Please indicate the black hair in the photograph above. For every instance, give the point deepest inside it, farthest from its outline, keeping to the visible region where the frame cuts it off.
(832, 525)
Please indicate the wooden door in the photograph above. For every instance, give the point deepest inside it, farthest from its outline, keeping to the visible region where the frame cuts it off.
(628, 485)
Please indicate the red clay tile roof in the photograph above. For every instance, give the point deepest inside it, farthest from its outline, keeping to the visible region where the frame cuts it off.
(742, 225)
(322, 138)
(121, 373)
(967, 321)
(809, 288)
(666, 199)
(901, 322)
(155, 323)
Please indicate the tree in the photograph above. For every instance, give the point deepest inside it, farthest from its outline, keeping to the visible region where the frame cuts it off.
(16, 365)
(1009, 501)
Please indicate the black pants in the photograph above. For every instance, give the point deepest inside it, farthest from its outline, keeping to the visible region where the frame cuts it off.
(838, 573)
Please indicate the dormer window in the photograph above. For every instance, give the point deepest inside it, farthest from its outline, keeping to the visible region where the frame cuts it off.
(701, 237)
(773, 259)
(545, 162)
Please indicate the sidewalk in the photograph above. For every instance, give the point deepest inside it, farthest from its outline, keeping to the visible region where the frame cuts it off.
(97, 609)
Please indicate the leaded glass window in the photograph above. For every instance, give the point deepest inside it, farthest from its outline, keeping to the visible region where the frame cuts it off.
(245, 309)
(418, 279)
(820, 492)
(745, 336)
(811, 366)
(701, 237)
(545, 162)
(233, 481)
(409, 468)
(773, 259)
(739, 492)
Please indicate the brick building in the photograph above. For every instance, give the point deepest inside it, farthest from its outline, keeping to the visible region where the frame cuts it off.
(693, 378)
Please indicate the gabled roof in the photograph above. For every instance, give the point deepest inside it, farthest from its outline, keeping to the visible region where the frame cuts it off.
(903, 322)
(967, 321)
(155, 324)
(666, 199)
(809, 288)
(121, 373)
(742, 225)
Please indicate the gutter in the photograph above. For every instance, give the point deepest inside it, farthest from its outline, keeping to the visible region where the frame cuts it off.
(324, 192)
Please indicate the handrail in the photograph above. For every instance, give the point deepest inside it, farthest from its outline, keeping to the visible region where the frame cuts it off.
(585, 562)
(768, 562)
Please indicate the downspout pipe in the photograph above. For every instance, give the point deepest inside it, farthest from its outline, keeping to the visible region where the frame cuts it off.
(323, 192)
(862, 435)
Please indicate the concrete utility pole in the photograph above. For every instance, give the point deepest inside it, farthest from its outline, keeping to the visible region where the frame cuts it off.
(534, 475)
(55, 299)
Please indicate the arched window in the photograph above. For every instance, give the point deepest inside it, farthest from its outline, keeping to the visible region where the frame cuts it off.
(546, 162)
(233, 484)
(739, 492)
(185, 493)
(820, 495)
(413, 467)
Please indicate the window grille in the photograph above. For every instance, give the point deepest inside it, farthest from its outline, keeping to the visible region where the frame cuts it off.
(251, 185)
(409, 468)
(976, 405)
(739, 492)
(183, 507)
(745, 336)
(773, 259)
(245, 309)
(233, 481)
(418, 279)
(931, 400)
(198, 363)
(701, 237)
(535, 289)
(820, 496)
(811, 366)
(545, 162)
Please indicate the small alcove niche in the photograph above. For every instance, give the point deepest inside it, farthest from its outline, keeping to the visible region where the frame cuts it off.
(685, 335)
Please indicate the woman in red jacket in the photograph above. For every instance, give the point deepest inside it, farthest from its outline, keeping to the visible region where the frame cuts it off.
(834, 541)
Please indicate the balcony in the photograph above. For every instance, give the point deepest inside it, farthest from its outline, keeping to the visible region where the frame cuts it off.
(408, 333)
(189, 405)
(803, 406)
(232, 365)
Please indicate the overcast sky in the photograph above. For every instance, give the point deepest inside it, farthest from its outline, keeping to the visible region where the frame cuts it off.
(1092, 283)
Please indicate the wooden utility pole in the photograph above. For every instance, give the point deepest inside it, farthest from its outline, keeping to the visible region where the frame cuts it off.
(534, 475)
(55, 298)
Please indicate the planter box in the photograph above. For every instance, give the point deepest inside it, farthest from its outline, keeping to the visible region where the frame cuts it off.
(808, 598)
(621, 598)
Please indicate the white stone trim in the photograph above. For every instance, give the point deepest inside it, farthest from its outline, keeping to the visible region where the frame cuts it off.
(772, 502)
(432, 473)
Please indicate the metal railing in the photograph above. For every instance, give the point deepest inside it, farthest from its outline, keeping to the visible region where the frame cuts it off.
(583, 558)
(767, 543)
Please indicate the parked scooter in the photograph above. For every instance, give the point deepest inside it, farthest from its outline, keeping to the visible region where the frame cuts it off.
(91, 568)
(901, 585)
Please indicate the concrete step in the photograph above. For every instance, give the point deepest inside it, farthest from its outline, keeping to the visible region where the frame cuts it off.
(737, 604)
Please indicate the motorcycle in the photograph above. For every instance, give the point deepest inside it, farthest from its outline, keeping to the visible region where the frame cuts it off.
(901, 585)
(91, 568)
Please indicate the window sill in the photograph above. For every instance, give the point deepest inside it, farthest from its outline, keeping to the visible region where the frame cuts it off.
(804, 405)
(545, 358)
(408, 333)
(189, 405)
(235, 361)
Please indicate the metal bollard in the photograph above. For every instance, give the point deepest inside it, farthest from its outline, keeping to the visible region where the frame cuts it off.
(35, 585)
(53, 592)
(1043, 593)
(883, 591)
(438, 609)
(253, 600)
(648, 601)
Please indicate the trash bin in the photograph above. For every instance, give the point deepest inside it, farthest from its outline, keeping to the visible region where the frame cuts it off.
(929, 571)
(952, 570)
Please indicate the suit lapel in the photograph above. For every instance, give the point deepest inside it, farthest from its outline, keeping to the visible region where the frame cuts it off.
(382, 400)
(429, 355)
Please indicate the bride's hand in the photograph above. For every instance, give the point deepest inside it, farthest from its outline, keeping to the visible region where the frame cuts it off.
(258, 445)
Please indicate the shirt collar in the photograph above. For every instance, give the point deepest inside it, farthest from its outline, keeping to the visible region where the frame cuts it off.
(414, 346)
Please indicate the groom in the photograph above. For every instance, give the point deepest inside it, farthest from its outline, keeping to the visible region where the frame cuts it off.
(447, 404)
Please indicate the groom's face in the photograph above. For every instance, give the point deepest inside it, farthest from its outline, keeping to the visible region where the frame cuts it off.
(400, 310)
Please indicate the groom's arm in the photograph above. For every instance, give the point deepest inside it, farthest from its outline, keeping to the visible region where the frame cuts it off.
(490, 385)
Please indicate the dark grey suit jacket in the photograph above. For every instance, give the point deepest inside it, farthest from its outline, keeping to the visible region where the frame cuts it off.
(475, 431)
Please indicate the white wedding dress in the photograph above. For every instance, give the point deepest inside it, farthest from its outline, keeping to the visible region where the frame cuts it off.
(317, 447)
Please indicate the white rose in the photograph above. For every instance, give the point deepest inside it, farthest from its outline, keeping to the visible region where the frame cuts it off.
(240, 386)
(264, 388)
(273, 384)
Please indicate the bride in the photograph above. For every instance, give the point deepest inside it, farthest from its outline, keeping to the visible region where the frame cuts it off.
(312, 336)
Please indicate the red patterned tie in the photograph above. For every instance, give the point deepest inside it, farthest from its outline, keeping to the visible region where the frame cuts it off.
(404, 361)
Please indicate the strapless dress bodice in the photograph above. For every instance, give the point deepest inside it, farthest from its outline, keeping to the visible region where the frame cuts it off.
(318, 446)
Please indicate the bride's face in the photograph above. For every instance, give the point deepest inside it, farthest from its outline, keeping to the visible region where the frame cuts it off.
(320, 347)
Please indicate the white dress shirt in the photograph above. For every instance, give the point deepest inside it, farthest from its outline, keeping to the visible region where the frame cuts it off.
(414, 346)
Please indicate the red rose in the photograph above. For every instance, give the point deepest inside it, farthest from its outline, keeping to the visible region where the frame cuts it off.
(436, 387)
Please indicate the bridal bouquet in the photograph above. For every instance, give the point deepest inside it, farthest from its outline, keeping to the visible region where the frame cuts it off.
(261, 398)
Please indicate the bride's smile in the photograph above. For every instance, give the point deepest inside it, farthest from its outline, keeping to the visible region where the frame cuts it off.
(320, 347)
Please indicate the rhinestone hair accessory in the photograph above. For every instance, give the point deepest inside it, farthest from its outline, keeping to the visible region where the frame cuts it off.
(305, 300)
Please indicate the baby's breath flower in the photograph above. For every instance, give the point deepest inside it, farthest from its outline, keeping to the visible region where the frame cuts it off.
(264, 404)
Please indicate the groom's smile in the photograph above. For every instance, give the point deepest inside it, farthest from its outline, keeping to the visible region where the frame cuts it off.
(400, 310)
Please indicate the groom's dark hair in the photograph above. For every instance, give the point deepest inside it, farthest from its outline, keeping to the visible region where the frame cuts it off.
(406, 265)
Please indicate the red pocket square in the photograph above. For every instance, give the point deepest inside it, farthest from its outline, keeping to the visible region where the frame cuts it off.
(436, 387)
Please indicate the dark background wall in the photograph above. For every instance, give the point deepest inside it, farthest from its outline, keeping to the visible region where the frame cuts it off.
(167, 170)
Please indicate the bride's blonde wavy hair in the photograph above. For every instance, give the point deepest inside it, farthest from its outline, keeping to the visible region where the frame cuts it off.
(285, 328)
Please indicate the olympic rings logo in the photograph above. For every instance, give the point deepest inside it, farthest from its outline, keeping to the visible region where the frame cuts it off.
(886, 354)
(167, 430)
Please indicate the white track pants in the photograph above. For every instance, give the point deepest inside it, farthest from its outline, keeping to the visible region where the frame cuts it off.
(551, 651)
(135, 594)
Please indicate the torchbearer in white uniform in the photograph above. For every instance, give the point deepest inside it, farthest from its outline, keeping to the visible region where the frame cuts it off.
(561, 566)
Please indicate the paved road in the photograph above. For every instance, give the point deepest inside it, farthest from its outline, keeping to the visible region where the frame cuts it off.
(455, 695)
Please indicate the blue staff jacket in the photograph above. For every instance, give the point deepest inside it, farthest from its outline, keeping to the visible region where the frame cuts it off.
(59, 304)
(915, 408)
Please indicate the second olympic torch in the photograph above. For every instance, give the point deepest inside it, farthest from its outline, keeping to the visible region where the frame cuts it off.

===

## Stated problem
Lay out the stretch from the start of the entries through the line containing "(1009, 501)" as a Markdown table with the columns Number and Line, one row per line, skipping any blank lines.

## Written response
| Number | Line |
|---|---|
| 1 | Please indicate the black hair in the photograph above. For every instance, give the point deepest inside it, farthest from its outline, keeping to the visible region where the frame cuts it off. |
| 2 | (832, 525) |
| 3 | Please indicate the wooden door in the photograph above. For every instance, give the point deepest inside it, farthest from its outline, keeping to the visible region where the frame cuts it off. |
| 4 | (628, 485) |
| 5 | Please indicate the red clay tile roof in the photograph above. For every instance, give the point deepest inside it, farthest from its outline, keeping to the visible region where the frame cuts it off. |
| 6 | (742, 225) |
| 7 | (322, 138) |
| 8 | (121, 373) |
| 9 | (967, 321) |
| 10 | (809, 288) |
| 11 | (666, 199) |
| 12 | (901, 322) |
| 13 | (155, 323) |
| 14 | Please indicate the tree in the photograph above. For every instance, give the point deepest inside it, farthest from its outline, keeping to the visible region where the frame cuts it off. |
| 15 | (16, 365) |
| 16 | (1009, 501) |